Problem statement>
Write the next part of the overview of the 2026 Hall Effect keyboard market, picking up after its last paragraph.

(Text block begins)

The Broader Hall Effect Market in 2026
Wooting and Geon sit at the top of a market that has expanded significantly in the past 18 months. Understanding where they fit requires a quick tour of what else is available.
The budget tier ($60-100) now includes legitimate options. The Keychron K2 HE , DrunkDeer A75 Pro , and Akko MOD007B HE all include adjustable actuation and rapid trigger at a fraction of the flagship price. The compromises are real - plastic cases, lower USB polling rates, and less refined firmware - but the core HE feature set is functional. If you want to try Hall Effect before committing to a flagship price, the DrunkDeer A75 Pro is a reasonable starting point.
The mid-range ($100-175) has become more interesting. The Wooting 60HE brings the full Woot Dev feature set to a 60% layout at a lower price than the 80HE. The Razer Huntsman V3 Pro uses HE switches with Razer’s Snap Tap feature (their implementation of rapid trigger) and integrates with Razer’s existing software ecosystem. The SteelSeries Apex Pro HE remains a solid option for people already in the SteelSeries ecosystem.

(Text block ends)
(Data to examine begins)

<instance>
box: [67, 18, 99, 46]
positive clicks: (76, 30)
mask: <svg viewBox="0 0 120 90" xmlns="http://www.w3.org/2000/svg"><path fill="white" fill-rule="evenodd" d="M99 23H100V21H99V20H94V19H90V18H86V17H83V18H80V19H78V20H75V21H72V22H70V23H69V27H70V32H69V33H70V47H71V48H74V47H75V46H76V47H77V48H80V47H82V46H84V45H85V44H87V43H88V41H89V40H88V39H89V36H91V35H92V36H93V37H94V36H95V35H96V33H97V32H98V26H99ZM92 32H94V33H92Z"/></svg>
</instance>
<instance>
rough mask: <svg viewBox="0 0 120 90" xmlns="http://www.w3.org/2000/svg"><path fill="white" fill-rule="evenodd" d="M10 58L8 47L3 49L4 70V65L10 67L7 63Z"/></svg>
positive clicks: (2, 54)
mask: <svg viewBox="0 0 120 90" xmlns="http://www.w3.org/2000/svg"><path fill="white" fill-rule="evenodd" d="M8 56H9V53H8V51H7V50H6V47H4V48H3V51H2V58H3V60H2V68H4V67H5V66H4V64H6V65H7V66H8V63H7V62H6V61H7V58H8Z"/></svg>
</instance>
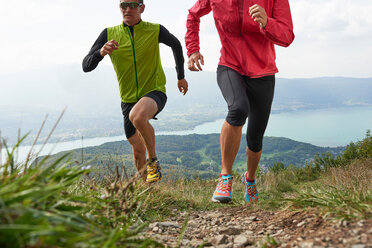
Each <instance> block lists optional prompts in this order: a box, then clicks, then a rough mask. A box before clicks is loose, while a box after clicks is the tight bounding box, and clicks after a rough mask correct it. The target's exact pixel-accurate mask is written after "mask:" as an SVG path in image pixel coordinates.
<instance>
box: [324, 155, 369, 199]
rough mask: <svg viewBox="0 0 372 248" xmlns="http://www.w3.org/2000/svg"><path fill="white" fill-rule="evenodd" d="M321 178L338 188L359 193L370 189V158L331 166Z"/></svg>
mask: <svg viewBox="0 0 372 248" xmlns="http://www.w3.org/2000/svg"><path fill="white" fill-rule="evenodd" d="M329 179H331V180H329ZM323 180H324V182H325V183H326V184H330V185H332V186H334V187H336V188H338V189H340V190H342V189H345V190H352V191H355V192H361V193H362V192H368V191H372V183H371V181H372V159H371V158H368V159H364V160H357V161H354V162H352V163H351V164H349V165H347V166H345V167H342V168H331V169H330V170H329V171H328V173H327V174H326V175H325V177H324V179H323Z"/></svg>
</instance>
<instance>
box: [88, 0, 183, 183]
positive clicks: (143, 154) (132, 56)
mask: <svg viewBox="0 0 372 248" xmlns="http://www.w3.org/2000/svg"><path fill="white" fill-rule="evenodd" d="M144 10H145V5H144V3H143V0H121V1H120V11H121V13H122V15H123V23H121V24H120V25H117V26H114V27H110V28H106V29H104V30H103V31H102V32H101V34H100V36H99V37H98V39H97V40H96V42H95V43H94V45H93V46H92V48H91V49H90V51H89V54H88V55H87V56H86V57H85V58H84V60H83V70H84V72H89V71H92V70H94V69H95V68H96V67H97V65H98V64H99V62H100V61H101V60H102V59H103V58H104V57H105V56H106V55H109V56H110V58H111V62H112V64H113V66H114V69H115V72H116V75H117V79H118V82H119V91H120V97H121V108H122V112H123V116H124V130H125V135H126V137H127V139H128V141H129V143H130V144H131V146H132V150H133V159H134V164H135V166H136V167H137V170H138V171H139V172H140V173H141V175H142V176H143V177H144V178H146V181H147V182H149V183H152V182H157V181H160V180H161V177H162V174H161V172H160V164H159V161H158V159H157V156H156V152H155V132H154V128H153V127H152V126H151V124H150V122H149V120H150V119H156V118H155V116H156V115H157V114H158V113H159V112H160V111H161V110H162V109H163V108H164V106H165V103H166V101H167V96H166V90H165V81H166V79H165V75H164V72H163V68H162V65H161V60H160V52H159V43H164V44H165V45H167V46H170V47H171V48H172V51H173V54H174V58H175V62H176V71H177V78H178V89H179V91H180V92H181V93H182V94H183V95H185V94H186V92H187V90H188V83H187V81H186V80H185V78H184V68H183V65H184V58H183V53H182V46H181V43H180V42H179V40H178V39H177V38H176V37H175V36H174V35H172V34H171V33H169V31H168V30H167V29H166V28H164V27H163V26H162V25H160V24H154V23H149V22H144V21H142V20H141V14H142V13H143V12H144ZM146 151H147V159H146Z"/></svg>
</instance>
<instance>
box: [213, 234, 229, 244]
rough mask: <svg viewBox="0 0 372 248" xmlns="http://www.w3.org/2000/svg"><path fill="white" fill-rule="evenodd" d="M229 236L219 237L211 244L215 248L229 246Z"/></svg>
mask: <svg viewBox="0 0 372 248" xmlns="http://www.w3.org/2000/svg"><path fill="white" fill-rule="evenodd" d="M227 241H228V239H227V236H226V235H217V236H216V237H214V238H212V239H211V244H212V245H214V246H217V245H222V244H227Z"/></svg>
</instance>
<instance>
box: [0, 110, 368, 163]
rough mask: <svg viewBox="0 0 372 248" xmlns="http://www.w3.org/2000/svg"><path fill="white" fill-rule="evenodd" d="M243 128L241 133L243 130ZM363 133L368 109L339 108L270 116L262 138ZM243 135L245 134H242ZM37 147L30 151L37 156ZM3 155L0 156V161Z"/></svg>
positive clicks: (57, 145)
mask: <svg viewBox="0 0 372 248" xmlns="http://www.w3.org/2000/svg"><path fill="white" fill-rule="evenodd" d="M223 122H224V119H220V120H216V121H214V122H209V123H204V124H202V125H199V126H196V127H195V129H194V130H185V131H173V132H157V135H162V134H163V135H172V134H174V135H187V134H193V133H195V134H211V133H219V132H220V131H221V126H222V124H223ZM245 129H246V127H244V129H243V130H245ZM367 129H370V130H371V129H372V107H363V108H339V109H323V110H309V111H297V112H286V113H278V114H272V115H271V116H270V120H269V124H268V127H267V129H266V133H265V135H266V136H275V137H287V138H290V139H293V140H297V141H302V142H307V143H311V144H314V145H317V146H331V147H335V146H345V145H347V144H348V143H350V142H351V141H358V140H361V139H363V138H364V137H365V134H366V131H367ZM244 132H245V131H244ZM124 139H125V136H124V134H123V135H122V136H115V137H100V138H92V139H85V140H84V141H83V145H84V147H89V146H98V145H101V144H103V143H106V142H112V141H120V140H124ZM81 147H82V141H81V140H76V141H69V142H61V143H57V144H46V145H45V147H44V148H43V149H42V150H41V151H40V153H39V155H46V154H55V153H58V152H60V151H66V150H71V149H76V148H81ZM30 148H31V146H22V147H20V148H19V150H18V156H17V157H18V161H21V160H24V159H25V158H26V156H27V154H28V153H29V151H30ZM40 149H41V145H37V146H35V147H34V152H39V150H40ZM4 158H5V154H4V151H2V154H1V153H0V159H4ZM0 162H1V161H0Z"/></svg>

(Data to examine ends)

Task output>
At the premium tier ($175-350), where the Wooting 80HE and Geon Raw HE live, a couple of niche alternatives have carved out small followings: the MELETRIX Zoom HE 75 targets the same enthusiast-typing audience as the Raw HE with its own gasket mounting implementation, and the Monokei Standard HE suits people who want a minimal aesthetic with Hall Effect internals.
The switch aftermarket has developed meaningfully. Gateron KS-20 switches are widely available and compatible with the Wooting PCB. The new Cherry MX HE switches are starting to appear in retail - Cherry has historically been cautious about departing from its established designs, so this arrival is a reasonable indicator of where the market is heading.
The broader trend is convergence. Features that were Wooting-exclusive 18 months ago - rapid trigger, adjustable actuation, per-key configuration - are now present in $70 boards. The differentiation has shifted to build quality, sound, and software polish. That’s almost identical to what happened after the Cherry MX patents expired and competitors flooded the mechanical switch market. Prices fell, options multiplied, and the category matured.
Cherry, Kailh, and TTC are all either shipping or imminently releasing Hall Effect variants of their respective switch lines. Within two to three years, Hall Effect will likely be the baseline expectation in any keyboard above $100, the same way USB-C and hot-swap sockets went from premium features to standard inclusions.
Which One Should You Buy?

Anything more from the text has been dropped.